Southern Glazer’s Says the Layoffs Are Not the Plan

A close-up of a firm, professional handshake between two people in business suits, symbolizing a corporate agreement.
Source: Unsplash

Southern Glazer’s Wine and Spirits is the largest wine and spirits distributor in the United States, operating in 47 markets across North America and Canada. In March 2026, it announced an agreement to acquire substantially all of Eagle Rock’s Colorado assets, including its distribution network, inventory, and equipment. The deal is expected to close in the summer of 2026. When the WARN notice became public, Southern Glazer’s responded immediately and directly: the reports suggesting widespread job losses or closures are not reflective of their plans.

··········

__Tasks to carry out__.
[a] Answer these questions from the Southern Glazer's article, one per line:
(i) In how many markets does Southern Glazer's operate?
(ii) When is the Eagle Rock deal expected to close?
(iii) What did Southern Glazer's say about reports of widespread job losses or closures?
[b] Summarize the Southern Glazer's article in two sentences.
[c] Extend the Southern Glazer's article, picking up after its last sentence.

__Record extracts__.
··········

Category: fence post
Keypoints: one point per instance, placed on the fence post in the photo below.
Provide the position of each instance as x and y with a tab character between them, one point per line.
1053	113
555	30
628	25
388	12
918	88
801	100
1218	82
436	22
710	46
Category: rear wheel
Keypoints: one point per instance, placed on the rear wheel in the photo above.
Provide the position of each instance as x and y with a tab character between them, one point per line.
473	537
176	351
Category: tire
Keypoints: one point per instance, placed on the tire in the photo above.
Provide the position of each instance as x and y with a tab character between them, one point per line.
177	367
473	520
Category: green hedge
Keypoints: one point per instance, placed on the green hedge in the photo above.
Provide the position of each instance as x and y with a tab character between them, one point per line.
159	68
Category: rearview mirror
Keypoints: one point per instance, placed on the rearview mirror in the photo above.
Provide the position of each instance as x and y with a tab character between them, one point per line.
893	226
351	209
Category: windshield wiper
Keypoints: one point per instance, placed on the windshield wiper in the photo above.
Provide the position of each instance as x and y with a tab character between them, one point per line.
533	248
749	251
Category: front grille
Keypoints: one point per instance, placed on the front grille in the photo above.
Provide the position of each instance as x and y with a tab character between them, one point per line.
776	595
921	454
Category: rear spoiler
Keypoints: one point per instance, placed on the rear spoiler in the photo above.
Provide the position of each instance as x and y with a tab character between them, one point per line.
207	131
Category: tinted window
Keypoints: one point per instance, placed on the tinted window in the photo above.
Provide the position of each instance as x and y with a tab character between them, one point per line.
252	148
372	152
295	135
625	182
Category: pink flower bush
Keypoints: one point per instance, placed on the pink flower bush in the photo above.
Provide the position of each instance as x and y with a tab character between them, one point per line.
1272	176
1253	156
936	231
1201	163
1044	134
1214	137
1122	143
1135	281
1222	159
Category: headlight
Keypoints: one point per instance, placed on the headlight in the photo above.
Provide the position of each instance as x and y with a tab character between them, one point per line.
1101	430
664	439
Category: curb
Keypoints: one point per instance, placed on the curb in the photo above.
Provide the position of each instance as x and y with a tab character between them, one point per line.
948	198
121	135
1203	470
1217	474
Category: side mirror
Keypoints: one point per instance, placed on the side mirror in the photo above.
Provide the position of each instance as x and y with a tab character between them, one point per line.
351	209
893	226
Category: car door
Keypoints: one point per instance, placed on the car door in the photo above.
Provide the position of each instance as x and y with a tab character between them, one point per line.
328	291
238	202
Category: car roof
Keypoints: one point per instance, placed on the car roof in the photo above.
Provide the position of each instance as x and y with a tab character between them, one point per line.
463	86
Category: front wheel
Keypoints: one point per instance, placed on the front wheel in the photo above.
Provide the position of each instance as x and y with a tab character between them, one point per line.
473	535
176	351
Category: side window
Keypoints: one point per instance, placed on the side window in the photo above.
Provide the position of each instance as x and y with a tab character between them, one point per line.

··········

__Answers for each item__.
[a]
(i) 47 markets.
(ii) In the summer of 2026.
(iii) That they are not reflective of the company's plans.

[b] Southern Glazer's Wine and Spirits, the largest wine and spirits distributor in the United States, announced in March 2026 an agreement to acquire substantially all of Eagle Rock's Colorado assets, a deal expected to close in the summer of 2026. After the WARN notice became public, the company responded right away, saying that reports of widespread job losses or closures do not reflect its plans.

[c]
Amy Kickham, Southern Glazer’s Chief Human Resources Officer, stated that the company’s intention is to retain Eagle Rock employees and continue operations. Terri Hayes, President of the Tri Lakes Chamber of Commerce, also went on record telling local Colorado outlets that Southern Glazer’s plans to keep the workers, run the existing facilities, and maintain the same distribution routes and brand portfolio. According to the Colorado Springs Gazette, Eagle Rock’s own Colorado president, Mike Economos, said Southern Glazer’s was the right fit and that he was confident they would take care of employees, retailers, and suppliers.

Southern Glazer’s has stated its intention to retain staff, but as of mid-April 2026, the acquisition had not officially closed. Intentions are meaningful, but they are not signed contracts. Some readers and online commenters have claimed that Eagle Rock employees were already rehired under the Southern Glazer’s name, making the layoff story false. That claim is premature. The WARN notice is legally required in any asset-sale transition of this kind and does not make any story false. It protects workers regardless of what the new owner plans to do next.

Corporate Consolidation and the Workers Who Wait for Answers

A close-up of a worker in blue nitrile gloves placing empty brown glass beer bottles into a green plastic crate, illustrating a bottling line or glass recycling process in a beverage production facility.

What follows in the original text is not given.